> **Extracted information**:
***

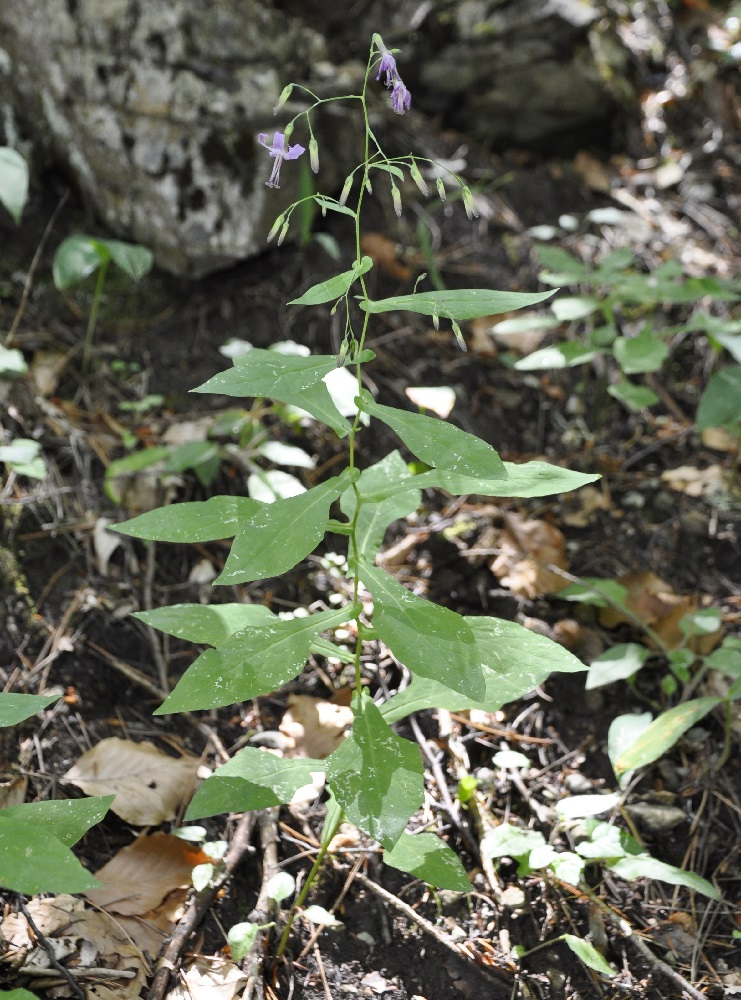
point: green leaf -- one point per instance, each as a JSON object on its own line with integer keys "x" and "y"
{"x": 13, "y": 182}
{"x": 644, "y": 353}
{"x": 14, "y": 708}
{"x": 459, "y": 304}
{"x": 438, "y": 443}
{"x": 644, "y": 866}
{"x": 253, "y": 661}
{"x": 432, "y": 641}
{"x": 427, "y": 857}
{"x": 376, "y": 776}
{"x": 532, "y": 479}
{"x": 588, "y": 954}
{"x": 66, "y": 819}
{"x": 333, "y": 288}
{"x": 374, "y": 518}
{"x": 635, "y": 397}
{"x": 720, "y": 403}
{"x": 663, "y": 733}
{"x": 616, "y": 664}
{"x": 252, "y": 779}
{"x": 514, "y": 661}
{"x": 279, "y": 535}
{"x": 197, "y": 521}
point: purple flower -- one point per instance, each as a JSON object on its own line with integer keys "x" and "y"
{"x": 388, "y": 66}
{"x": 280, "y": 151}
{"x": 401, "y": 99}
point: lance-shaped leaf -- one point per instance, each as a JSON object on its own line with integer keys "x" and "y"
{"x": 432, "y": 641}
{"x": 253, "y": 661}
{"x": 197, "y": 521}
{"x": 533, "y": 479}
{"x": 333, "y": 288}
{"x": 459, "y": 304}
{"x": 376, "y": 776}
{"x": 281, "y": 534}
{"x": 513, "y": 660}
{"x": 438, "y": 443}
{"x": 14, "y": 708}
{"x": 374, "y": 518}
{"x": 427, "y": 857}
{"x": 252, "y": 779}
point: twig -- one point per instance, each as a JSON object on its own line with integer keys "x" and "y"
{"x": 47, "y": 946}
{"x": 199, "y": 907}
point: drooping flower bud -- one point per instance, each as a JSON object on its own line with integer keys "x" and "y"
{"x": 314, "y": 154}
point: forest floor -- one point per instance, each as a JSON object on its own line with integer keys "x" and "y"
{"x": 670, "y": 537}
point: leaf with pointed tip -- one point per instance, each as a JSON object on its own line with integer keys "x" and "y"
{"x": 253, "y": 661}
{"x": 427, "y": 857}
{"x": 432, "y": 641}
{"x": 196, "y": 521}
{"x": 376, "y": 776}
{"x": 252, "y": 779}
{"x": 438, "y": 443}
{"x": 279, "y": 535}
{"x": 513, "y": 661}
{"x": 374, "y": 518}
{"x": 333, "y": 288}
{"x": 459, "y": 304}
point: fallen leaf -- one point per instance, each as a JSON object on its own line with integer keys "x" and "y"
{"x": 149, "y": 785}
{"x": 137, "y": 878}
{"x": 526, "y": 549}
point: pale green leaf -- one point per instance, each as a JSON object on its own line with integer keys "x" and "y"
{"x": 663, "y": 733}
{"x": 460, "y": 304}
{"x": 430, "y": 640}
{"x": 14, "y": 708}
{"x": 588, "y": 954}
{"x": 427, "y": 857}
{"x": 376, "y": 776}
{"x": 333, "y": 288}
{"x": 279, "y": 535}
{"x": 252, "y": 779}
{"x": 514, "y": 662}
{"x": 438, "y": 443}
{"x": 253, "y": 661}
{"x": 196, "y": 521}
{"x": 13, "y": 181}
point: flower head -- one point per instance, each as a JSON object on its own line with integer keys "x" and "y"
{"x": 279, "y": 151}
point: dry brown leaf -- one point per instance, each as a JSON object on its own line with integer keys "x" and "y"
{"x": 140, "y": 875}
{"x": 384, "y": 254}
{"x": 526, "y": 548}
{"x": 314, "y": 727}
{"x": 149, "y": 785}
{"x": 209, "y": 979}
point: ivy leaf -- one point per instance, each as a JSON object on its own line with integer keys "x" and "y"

***

> **Exercise prompt**:
The answer should consist of all the records, duplicated exactly, with no images included.

> **Written solution**:
point: green leaf -- one point per instance, each as a JSON object on its own line with integer keys "x" and "y"
{"x": 13, "y": 182}
{"x": 644, "y": 353}
{"x": 14, "y": 708}
{"x": 459, "y": 304}
{"x": 438, "y": 443}
{"x": 644, "y": 866}
{"x": 253, "y": 661}
{"x": 432, "y": 641}
{"x": 427, "y": 857}
{"x": 376, "y": 776}
{"x": 532, "y": 479}
{"x": 588, "y": 954}
{"x": 66, "y": 819}
{"x": 333, "y": 288}
{"x": 374, "y": 518}
{"x": 635, "y": 397}
{"x": 720, "y": 403}
{"x": 663, "y": 733}
{"x": 616, "y": 664}
{"x": 252, "y": 779}
{"x": 514, "y": 661}
{"x": 279, "y": 535}
{"x": 197, "y": 521}
point: purple flower -- one point per instance, each as a JSON object on its own line with integer keys "x" and "y"
{"x": 388, "y": 66}
{"x": 280, "y": 151}
{"x": 401, "y": 99}
point: lance-shaped leaf -- one point per instance, each as a JSON object on its own line with integer keys "x" and "y"
{"x": 432, "y": 641}
{"x": 253, "y": 661}
{"x": 197, "y": 521}
{"x": 533, "y": 479}
{"x": 333, "y": 288}
{"x": 459, "y": 304}
{"x": 376, "y": 776}
{"x": 281, "y": 534}
{"x": 513, "y": 660}
{"x": 438, "y": 443}
{"x": 14, "y": 708}
{"x": 374, "y": 518}
{"x": 427, "y": 857}
{"x": 252, "y": 779}
point: twig -- one point per instance, each as a JSON object on its own line with integer keys "x" and "y"
{"x": 47, "y": 946}
{"x": 199, "y": 907}
point: drooping flower bud -- one point per instance, each as a JSON object on its own line with integer keys "x" and "y"
{"x": 314, "y": 154}
point: forest floor -- one point per instance, each as a JSON object on its own line with integer keys "x" and "y"
{"x": 670, "y": 537}
point: leaf with pointed tip -- one point per instance, each as a JSON object on its own line with integer keys "x" and "y"
{"x": 253, "y": 661}
{"x": 427, "y": 857}
{"x": 432, "y": 641}
{"x": 196, "y": 521}
{"x": 376, "y": 776}
{"x": 252, "y": 779}
{"x": 438, "y": 443}
{"x": 279, "y": 535}
{"x": 513, "y": 661}
{"x": 374, "y": 518}
{"x": 333, "y": 288}
{"x": 459, "y": 304}
point: fallen leaf -- one point per instance, each as a JSON object on its own line with integer keys "x" and "y"
{"x": 149, "y": 785}
{"x": 137, "y": 878}
{"x": 526, "y": 549}
point: pale green leaf -- one point per instance, each as a JSON object on its own line with integer keys "x" and "y"
{"x": 663, "y": 733}
{"x": 460, "y": 304}
{"x": 430, "y": 640}
{"x": 14, "y": 708}
{"x": 588, "y": 954}
{"x": 427, "y": 857}
{"x": 376, "y": 776}
{"x": 333, "y": 288}
{"x": 279, "y": 535}
{"x": 252, "y": 779}
{"x": 514, "y": 662}
{"x": 438, "y": 443}
{"x": 253, "y": 661}
{"x": 196, "y": 521}
{"x": 13, "y": 181}
point: flower head -- one point per instance, each as a JSON object on its own line with integer keys "x" and "y"
{"x": 279, "y": 151}
point: dry brown leaf -- one point per instance, each as a JSON object on its own line with integer keys "x" and "y"
{"x": 140, "y": 875}
{"x": 384, "y": 254}
{"x": 526, "y": 548}
{"x": 314, "y": 727}
{"x": 149, "y": 785}
{"x": 209, "y": 979}
point: ivy leaf -- one point per instance, each as a JSON object on its own line with integer keys "x" and "y"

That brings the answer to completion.